Data records =>
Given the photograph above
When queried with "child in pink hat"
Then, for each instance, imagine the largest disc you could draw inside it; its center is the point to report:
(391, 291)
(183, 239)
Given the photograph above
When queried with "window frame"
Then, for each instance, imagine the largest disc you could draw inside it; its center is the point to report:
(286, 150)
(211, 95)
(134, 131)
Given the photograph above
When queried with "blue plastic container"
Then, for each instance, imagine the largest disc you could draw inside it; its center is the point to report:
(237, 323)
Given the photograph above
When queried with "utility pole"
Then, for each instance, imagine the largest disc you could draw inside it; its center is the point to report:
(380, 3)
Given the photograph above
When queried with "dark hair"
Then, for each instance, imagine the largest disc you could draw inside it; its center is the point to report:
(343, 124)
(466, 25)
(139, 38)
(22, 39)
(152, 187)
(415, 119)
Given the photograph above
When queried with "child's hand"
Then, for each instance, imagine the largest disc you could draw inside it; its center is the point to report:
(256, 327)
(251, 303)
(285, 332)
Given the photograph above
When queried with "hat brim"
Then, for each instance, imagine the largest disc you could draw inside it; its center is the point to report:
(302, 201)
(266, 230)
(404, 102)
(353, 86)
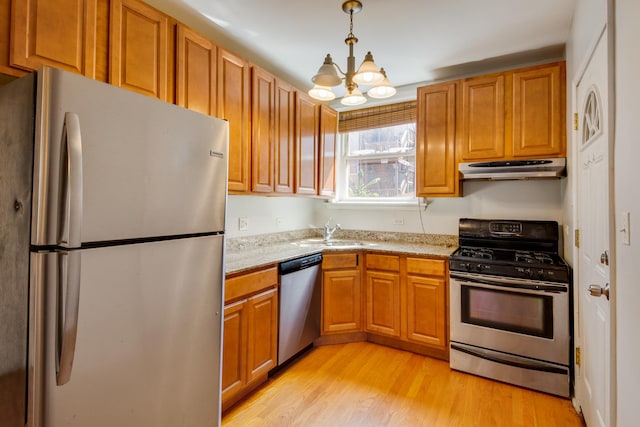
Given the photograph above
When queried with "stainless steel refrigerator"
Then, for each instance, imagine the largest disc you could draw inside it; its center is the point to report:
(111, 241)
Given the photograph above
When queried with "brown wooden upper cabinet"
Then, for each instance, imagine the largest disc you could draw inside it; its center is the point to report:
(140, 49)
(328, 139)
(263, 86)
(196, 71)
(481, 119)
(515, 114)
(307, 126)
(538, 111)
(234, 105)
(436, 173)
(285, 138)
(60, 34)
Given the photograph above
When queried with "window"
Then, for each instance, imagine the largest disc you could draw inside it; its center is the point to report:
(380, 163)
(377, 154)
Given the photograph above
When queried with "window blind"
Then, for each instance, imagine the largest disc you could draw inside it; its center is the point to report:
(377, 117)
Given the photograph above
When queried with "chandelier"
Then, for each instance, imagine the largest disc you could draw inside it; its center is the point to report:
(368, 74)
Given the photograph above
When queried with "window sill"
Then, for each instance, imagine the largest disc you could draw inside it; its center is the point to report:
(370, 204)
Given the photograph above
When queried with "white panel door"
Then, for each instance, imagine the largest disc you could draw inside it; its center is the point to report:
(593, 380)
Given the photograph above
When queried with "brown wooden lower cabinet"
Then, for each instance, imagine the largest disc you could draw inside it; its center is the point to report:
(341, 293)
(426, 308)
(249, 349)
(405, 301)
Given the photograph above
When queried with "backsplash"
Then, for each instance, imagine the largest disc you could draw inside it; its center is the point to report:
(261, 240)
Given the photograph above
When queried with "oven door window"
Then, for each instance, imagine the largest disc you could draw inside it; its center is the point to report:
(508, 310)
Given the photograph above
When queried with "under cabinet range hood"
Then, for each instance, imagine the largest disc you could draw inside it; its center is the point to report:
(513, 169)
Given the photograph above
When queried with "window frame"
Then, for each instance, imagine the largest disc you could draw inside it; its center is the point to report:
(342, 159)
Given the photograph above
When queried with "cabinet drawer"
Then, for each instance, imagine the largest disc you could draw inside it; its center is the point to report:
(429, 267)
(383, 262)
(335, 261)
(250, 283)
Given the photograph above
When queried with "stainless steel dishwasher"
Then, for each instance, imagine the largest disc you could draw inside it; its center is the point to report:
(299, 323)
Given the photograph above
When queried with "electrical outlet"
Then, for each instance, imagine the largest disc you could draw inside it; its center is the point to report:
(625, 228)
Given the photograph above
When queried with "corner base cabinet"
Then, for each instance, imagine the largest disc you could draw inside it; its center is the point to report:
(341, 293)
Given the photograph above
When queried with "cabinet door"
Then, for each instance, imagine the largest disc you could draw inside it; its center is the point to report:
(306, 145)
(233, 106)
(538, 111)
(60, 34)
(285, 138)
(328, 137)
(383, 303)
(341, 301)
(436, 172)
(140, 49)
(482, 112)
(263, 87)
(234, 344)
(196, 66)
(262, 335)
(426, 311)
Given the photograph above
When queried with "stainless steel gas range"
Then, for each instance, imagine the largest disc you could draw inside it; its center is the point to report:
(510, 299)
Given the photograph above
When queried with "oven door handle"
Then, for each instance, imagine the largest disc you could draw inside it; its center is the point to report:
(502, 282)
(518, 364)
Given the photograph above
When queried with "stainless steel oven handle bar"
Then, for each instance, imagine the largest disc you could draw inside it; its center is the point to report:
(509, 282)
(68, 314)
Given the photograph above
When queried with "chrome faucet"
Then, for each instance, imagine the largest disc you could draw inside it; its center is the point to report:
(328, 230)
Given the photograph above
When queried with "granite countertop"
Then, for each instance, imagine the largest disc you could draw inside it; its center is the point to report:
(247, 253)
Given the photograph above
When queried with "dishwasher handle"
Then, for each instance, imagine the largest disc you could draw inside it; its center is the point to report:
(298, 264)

...

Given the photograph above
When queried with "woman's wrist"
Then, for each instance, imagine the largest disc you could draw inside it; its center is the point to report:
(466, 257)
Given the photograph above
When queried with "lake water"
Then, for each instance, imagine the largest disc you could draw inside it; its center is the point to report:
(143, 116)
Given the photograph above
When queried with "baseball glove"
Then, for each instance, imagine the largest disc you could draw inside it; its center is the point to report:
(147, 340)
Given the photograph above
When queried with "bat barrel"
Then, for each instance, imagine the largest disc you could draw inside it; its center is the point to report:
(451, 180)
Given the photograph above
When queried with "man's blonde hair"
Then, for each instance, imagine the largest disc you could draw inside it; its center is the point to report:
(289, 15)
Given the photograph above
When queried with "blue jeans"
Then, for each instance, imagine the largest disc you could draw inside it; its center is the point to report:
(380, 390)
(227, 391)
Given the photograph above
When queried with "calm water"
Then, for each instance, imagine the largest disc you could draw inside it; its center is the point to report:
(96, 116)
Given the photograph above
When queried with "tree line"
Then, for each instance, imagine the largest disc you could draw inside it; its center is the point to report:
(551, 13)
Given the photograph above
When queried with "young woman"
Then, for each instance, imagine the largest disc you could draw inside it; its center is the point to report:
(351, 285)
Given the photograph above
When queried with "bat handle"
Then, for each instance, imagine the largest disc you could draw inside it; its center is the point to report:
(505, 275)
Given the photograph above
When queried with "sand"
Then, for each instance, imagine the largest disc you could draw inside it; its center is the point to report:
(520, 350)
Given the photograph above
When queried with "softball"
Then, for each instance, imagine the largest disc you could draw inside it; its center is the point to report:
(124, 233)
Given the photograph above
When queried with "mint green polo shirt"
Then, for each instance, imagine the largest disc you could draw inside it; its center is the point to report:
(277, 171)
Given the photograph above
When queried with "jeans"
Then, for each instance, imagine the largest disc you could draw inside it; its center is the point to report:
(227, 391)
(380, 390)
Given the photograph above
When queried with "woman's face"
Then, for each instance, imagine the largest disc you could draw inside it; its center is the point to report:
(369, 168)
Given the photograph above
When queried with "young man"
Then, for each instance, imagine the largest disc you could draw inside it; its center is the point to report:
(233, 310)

==

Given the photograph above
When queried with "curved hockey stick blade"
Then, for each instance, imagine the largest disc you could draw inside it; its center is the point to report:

What you have to do =>
Only lines with the word "cabinet" are needed. Copy them from the preceding records.

Exercise answer =>
When queried with "brown wooden upper cabinet"
When queried with "brown wooden lower cabinet"
When queried with "under cabinet range hood"
When queried with "cabinet drawer"
When queried with "corner base cabinet"
When queried with "cabinet door"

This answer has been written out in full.